--- start Data to use ---
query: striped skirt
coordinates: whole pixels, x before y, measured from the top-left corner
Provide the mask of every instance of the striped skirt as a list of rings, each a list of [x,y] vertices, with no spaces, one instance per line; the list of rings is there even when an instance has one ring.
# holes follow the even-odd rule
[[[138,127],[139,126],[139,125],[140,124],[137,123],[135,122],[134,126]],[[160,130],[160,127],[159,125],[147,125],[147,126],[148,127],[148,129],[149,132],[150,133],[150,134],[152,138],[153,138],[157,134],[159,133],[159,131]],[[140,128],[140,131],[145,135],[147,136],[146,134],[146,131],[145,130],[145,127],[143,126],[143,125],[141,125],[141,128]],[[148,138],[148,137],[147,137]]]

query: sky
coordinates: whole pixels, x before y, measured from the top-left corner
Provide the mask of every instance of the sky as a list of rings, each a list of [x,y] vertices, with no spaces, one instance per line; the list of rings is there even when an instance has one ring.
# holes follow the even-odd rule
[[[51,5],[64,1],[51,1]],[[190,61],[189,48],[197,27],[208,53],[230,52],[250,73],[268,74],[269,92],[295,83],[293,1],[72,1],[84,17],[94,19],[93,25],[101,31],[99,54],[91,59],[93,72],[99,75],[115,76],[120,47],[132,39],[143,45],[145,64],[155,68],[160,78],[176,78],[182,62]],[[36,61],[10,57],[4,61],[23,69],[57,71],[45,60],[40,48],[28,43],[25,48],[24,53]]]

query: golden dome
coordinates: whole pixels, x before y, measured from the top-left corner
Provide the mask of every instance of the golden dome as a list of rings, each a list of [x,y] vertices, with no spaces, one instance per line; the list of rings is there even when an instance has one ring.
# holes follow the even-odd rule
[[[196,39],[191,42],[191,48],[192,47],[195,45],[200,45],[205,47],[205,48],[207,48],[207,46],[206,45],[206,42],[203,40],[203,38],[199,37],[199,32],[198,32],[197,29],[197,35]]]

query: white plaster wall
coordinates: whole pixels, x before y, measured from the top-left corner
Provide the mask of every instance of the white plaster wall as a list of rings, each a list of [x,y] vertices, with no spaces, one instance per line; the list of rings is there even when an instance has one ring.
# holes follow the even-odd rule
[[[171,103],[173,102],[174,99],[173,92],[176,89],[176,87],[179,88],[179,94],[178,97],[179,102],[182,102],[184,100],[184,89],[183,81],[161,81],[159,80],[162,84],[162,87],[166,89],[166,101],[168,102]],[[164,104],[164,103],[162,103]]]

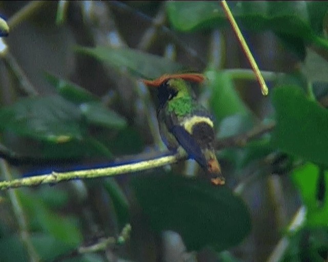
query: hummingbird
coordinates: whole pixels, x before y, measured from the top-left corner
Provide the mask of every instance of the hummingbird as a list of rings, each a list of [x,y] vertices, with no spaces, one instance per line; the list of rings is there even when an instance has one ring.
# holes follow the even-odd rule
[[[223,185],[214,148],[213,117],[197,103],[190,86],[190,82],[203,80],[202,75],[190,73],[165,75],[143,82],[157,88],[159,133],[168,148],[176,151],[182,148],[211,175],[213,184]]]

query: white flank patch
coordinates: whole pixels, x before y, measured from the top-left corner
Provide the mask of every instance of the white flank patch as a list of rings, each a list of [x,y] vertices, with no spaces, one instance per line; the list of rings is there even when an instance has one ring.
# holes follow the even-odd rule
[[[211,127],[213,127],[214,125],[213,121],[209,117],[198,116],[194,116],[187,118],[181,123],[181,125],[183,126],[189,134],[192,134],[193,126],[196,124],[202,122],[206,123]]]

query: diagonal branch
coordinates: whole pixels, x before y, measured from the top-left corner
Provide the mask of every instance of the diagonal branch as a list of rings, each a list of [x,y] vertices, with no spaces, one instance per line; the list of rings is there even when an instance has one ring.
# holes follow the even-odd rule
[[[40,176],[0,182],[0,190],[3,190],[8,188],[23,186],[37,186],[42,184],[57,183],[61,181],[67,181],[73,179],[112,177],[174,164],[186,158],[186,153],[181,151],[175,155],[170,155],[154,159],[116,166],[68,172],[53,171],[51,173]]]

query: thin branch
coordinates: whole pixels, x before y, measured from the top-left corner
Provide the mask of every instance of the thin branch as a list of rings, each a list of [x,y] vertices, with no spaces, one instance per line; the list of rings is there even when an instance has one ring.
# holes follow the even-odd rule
--- end Data to use ---
Problem description:
Rewrite all the lines above with "upper-left corner" in place of "top-left corner" and nothing else changed, and leave the pictures out of your answer.

Answer:
query: striped skirt
coordinates: whole pixels, x before y, measured from the upper-left corner
Provide the mask of every instance of the striped skirt as a list of rings, each a list of [x,y] vertices, with no spaces, one instance per line; the list of rings is there even when an instance has one ring.
# holes follow the even-odd rule
[[[138,127],[139,126],[139,125],[140,124],[137,123],[135,122],[134,126]],[[160,130],[160,127],[159,125],[147,125],[147,126],[148,127],[148,129],[149,132],[150,133],[150,134],[152,138],[153,138],[157,134],[159,133],[159,131]],[[140,128],[140,131],[145,135],[147,136],[146,134],[146,131],[145,130],[145,127],[143,126],[143,125],[141,125],[141,128]],[[148,138],[148,137],[147,137]]]

query: sky
coordinates: whole pixels, x before y, measured from the upper-left corner
Provide the mask of every instance of the sky as a list of rings, each a list of [x,y] vertices, with no spaces, one instance per line; the list of rings is there even when an instance has one ring.
# holes follow the even-odd rule
[[[51,5],[64,1],[51,1]],[[190,61],[189,48],[197,27],[208,53],[230,52],[250,73],[268,74],[269,92],[295,83],[293,1],[72,1],[84,17],[94,19],[93,25],[101,31],[99,54],[91,59],[93,72],[99,75],[115,76],[120,47],[132,39],[143,45],[145,64],[155,68],[160,78],[176,78],[182,62]],[[36,61],[10,57],[4,61],[23,69],[57,71],[45,60],[40,48],[28,43],[25,48],[24,53]]]

query: golden dome
coordinates: whole pixels, x before y, measured from the upper-left corner
Provide the mask of every instance of the golden dome as a list of rings, each a list of [x,y] vertices, with no spaces, one instance per line; the list of rings is there even when an instance has one ring.
# holes follow the even-odd rule
[[[196,39],[191,42],[191,48],[192,47],[195,45],[200,45],[205,47],[205,48],[207,48],[207,46],[206,45],[206,42],[203,40],[203,38],[199,37],[199,32],[198,32],[197,29],[197,35]]]

query: white plaster wall
coordinates: whole pixels, x before y, measured from the upper-left corner
Provide the mask of every instance of the white plaster wall as a list of rings, each a list of [x,y] vertices, with no spaces, one instance per line; the list of rings is there even when an instance has one ring.
# holes follow the even-odd rule
[[[171,103],[173,102],[174,99],[173,92],[176,89],[176,87],[179,88],[179,94],[178,97],[179,102],[182,102],[184,100],[184,89],[183,81],[161,81],[159,80],[162,84],[162,87],[166,89],[166,101],[168,102]],[[164,104],[164,103],[162,103]]]

query: hummingbird
coordinates: whole pixels, x before y, measured from the upper-left corner
Provide the mask of every instance of the hummingbird as a list of rings, each a list of [x,y] vertices, with no spaces, one instance per line; the list of rings is there even when an instance has one ring.
# holes follow the even-odd rule
[[[223,185],[214,148],[213,117],[197,103],[190,86],[190,82],[203,80],[202,75],[190,73],[165,75],[143,82],[157,88],[159,133],[168,148],[176,151],[182,148],[211,175],[213,184]]]

query: white flank patch
coordinates: whole pixels, x before y, measured from the upper-left corner
Provide the mask of every instance of the white flank patch as a list of rings, each a list of [x,y] vertices, with no spaces, one instance per line; the list of rings is there even when an instance has one ring.
# holes follow the even-odd rule
[[[211,127],[213,127],[214,125],[213,121],[209,117],[198,116],[194,116],[187,118],[181,123],[181,125],[183,126],[189,134],[192,134],[193,126],[196,124],[202,122],[206,123]]]

query: diagonal branch
coordinates: whole pixels, x before y, measured from the upper-left corner
Provide the mask of every instance of the diagonal branch as a list of rings, each a list of [x,y] vertices, with no spaces, one instance per line; the list of rings is there even when an instance has one ring.
# holes follow the even-odd rule
[[[40,176],[0,182],[0,190],[3,190],[8,188],[23,186],[37,186],[42,184],[57,183],[61,181],[67,181],[73,179],[112,177],[174,164],[186,158],[186,153],[181,151],[175,155],[170,155],[154,159],[116,166],[68,172],[53,171],[51,173]]]

query: thin branch
coordinates: whole pixels, x before y, measured from the upper-left corner
Provide the mask of every instance of the thin branch as a list of rings, each a list of [x,y] vertices, with no spaces, one instance per line; the list of rings is there even when an instance has one ring.
# holes follow the even-odd rule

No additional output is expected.